_Aim_. In the lines below, take everything from the line with "Mark one point on each instance of the striped swimwear" through the last line and present it as a Markdown table with the columns Row and Line. Skip blank lines and leave out the pictures.

_Entries_.
○ ○ ○ ○ ○
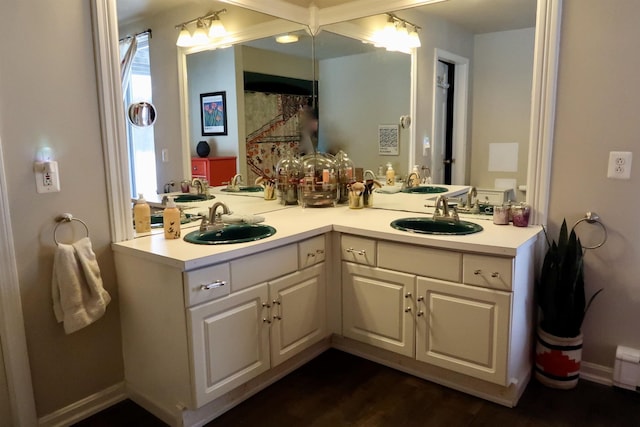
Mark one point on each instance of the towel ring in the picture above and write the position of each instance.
(65, 218)
(593, 218)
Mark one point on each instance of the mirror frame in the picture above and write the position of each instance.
(112, 115)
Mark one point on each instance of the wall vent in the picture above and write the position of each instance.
(626, 371)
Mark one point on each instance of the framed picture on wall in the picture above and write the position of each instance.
(213, 113)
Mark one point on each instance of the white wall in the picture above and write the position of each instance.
(48, 97)
(501, 103)
(597, 112)
(383, 81)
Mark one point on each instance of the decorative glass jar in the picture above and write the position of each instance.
(289, 170)
(318, 186)
(344, 166)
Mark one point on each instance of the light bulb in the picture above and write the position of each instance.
(184, 38)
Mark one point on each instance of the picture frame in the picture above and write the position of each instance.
(213, 113)
(388, 140)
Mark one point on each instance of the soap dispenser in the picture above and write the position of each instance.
(415, 181)
(171, 219)
(391, 175)
(142, 215)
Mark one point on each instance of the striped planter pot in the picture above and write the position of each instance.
(558, 360)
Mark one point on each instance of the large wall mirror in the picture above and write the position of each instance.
(349, 118)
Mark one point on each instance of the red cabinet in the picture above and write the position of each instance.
(216, 170)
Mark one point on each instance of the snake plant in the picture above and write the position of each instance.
(560, 288)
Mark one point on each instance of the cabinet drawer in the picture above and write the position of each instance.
(311, 252)
(206, 284)
(419, 260)
(358, 250)
(263, 266)
(488, 271)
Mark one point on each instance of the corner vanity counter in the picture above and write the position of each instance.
(206, 326)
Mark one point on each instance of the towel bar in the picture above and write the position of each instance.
(593, 218)
(64, 218)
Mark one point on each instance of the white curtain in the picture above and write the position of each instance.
(128, 48)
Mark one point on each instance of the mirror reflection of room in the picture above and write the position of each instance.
(493, 134)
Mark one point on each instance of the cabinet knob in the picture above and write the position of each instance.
(213, 285)
(360, 252)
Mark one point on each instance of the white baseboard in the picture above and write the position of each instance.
(596, 373)
(84, 408)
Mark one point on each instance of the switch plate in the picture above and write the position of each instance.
(47, 178)
(619, 164)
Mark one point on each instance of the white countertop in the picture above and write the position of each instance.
(294, 223)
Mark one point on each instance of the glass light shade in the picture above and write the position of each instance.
(184, 38)
(217, 30)
(200, 35)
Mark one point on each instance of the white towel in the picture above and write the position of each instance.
(78, 296)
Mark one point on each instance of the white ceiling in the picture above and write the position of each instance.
(478, 16)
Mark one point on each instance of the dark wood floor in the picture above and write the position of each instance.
(337, 389)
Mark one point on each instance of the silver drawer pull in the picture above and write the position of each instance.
(361, 252)
(213, 285)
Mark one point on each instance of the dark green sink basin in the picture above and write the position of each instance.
(231, 233)
(191, 198)
(425, 189)
(247, 189)
(430, 226)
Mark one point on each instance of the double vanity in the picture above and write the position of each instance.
(206, 326)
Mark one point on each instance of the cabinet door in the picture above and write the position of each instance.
(378, 307)
(229, 341)
(463, 328)
(298, 312)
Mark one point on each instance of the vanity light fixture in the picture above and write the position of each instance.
(208, 28)
(287, 38)
(395, 35)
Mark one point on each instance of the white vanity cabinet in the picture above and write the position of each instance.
(195, 337)
(464, 312)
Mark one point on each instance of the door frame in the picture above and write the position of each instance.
(15, 360)
(460, 106)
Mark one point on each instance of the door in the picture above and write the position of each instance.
(463, 328)
(230, 342)
(378, 308)
(298, 312)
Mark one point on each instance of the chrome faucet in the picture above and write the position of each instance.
(214, 220)
(445, 214)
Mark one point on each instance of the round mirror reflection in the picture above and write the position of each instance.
(141, 114)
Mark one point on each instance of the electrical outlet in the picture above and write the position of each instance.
(619, 164)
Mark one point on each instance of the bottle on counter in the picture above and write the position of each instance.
(142, 215)
(391, 175)
(171, 220)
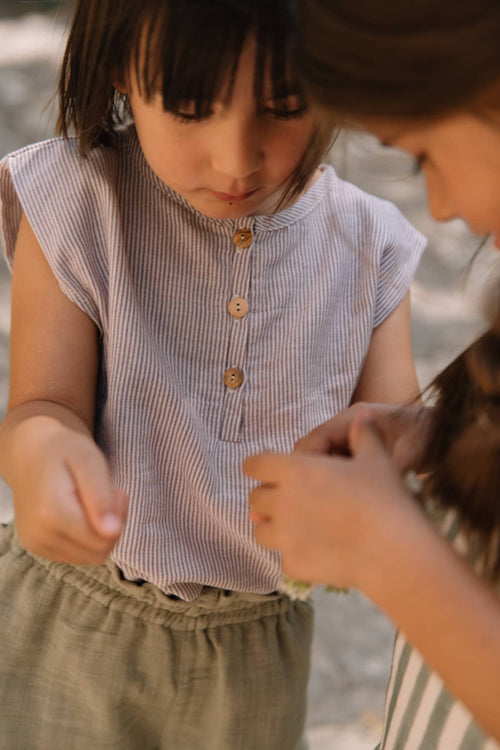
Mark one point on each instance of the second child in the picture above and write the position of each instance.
(188, 289)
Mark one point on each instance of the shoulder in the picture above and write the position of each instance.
(351, 203)
(57, 164)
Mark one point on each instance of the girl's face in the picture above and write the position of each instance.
(236, 161)
(460, 157)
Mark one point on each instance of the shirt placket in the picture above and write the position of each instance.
(237, 305)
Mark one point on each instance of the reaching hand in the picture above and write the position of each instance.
(403, 429)
(333, 518)
(66, 508)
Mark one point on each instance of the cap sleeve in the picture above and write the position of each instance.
(401, 250)
(61, 195)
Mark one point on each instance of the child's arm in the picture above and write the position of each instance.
(350, 522)
(65, 506)
(388, 374)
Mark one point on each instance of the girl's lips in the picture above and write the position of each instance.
(228, 197)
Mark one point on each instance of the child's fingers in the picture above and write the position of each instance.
(104, 506)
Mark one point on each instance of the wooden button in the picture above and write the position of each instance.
(238, 307)
(242, 238)
(233, 377)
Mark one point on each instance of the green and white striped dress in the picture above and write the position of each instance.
(420, 713)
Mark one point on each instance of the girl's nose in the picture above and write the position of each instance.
(237, 152)
(440, 205)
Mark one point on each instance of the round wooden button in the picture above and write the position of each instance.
(238, 307)
(233, 377)
(243, 238)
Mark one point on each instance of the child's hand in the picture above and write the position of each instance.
(65, 506)
(332, 518)
(403, 429)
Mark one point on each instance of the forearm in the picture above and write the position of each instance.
(448, 614)
(17, 433)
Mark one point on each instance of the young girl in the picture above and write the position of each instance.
(187, 290)
(401, 72)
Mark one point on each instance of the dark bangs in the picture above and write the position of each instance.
(196, 48)
(420, 59)
(186, 49)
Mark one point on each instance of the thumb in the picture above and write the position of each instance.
(364, 438)
(104, 506)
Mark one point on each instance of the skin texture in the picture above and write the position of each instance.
(65, 504)
(347, 519)
(235, 151)
(460, 158)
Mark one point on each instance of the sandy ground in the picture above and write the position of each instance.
(353, 640)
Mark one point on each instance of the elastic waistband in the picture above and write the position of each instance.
(106, 585)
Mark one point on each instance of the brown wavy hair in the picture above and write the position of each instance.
(463, 454)
(400, 59)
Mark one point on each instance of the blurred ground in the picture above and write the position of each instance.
(353, 640)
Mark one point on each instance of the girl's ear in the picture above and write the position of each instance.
(120, 86)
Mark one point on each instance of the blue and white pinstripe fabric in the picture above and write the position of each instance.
(156, 276)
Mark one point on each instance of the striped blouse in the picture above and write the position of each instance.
(218, 338)
(420, 713)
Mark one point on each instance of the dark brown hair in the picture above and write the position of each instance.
(188, 49)
(464, 450)
(400, 58)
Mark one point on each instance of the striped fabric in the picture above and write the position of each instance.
(156, 276)
(420, 713)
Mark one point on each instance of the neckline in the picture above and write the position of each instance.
(289, 215)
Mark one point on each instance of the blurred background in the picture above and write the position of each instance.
(353, 641)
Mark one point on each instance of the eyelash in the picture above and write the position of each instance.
(278, 114)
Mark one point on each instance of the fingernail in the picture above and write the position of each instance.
(110, 523)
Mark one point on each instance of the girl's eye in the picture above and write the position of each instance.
(189, 117)
(283, 113)
(284, 107)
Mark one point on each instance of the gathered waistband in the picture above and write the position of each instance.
(105, 584)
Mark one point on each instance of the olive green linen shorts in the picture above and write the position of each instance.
(90, 661)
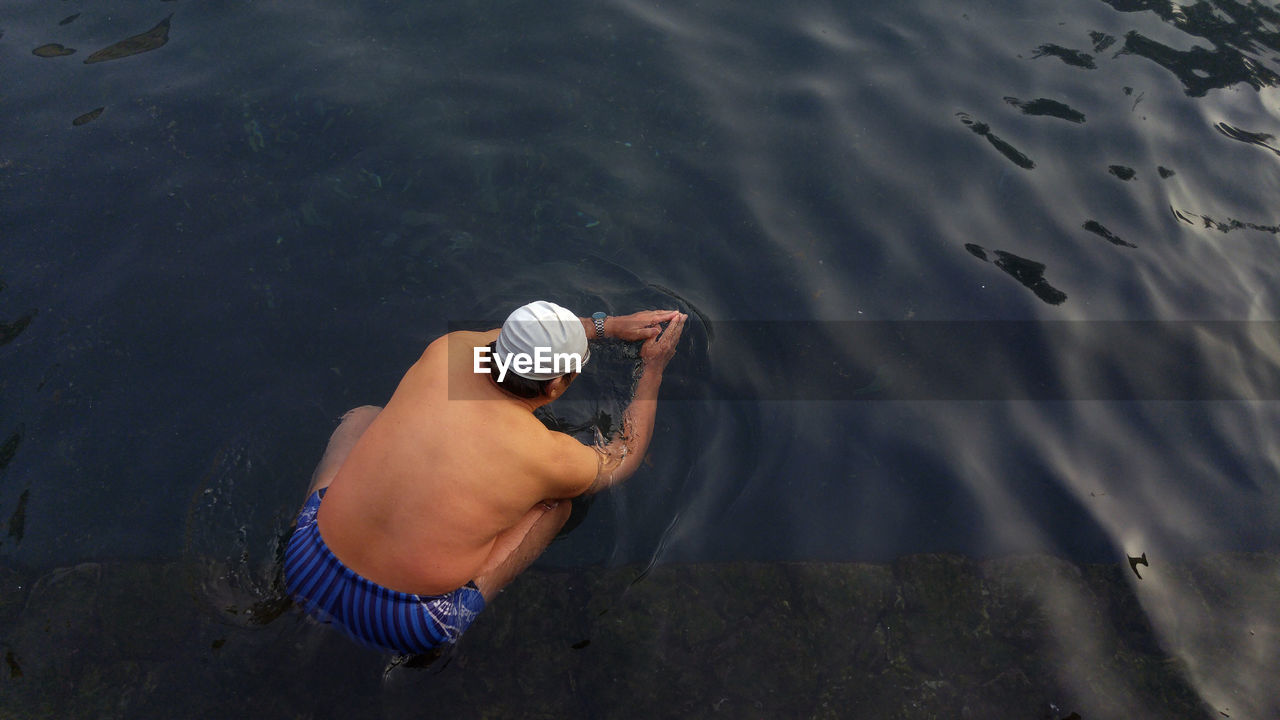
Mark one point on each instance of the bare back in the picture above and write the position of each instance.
(434, 481)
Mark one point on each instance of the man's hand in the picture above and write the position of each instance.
(638, 326)
(657, 351)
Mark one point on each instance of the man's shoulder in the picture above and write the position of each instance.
(461, 338)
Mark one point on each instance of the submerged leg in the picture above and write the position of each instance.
(517, 547)
(353, 424)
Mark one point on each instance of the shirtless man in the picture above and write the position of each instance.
(435, 502)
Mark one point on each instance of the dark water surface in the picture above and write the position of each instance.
(241, 219)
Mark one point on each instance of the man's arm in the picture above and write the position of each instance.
(624, 452)
(634, 327)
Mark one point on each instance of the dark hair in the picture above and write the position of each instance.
(513, 383)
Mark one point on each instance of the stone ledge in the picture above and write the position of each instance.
(931, 636)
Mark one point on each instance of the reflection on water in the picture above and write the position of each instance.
(283, 206)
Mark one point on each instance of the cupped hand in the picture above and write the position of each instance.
(639, 326)
(657, 351)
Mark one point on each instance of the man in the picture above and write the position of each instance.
(432, 505)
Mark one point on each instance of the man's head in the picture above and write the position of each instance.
(543, 347)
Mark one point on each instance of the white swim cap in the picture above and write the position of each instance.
(545, 333)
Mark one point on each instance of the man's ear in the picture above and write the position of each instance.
(558, 386)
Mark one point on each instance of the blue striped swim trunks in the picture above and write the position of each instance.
(370, 614)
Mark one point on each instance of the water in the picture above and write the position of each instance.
(279, 206)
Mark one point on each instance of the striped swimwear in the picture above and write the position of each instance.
(370, 614)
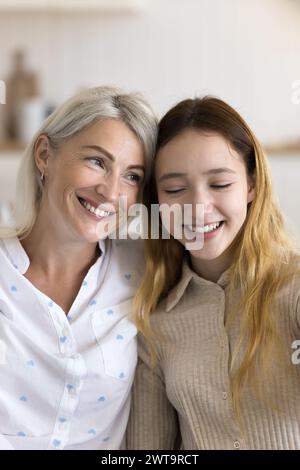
○ ○ ○ ○ ○
_Solution to this problem_.
| Row | Line |
|---|---|
| 1 | Mark one point on each instance of the striped swimwear in the picture above and write the position of each instance. |
| 2 | (370, 614) |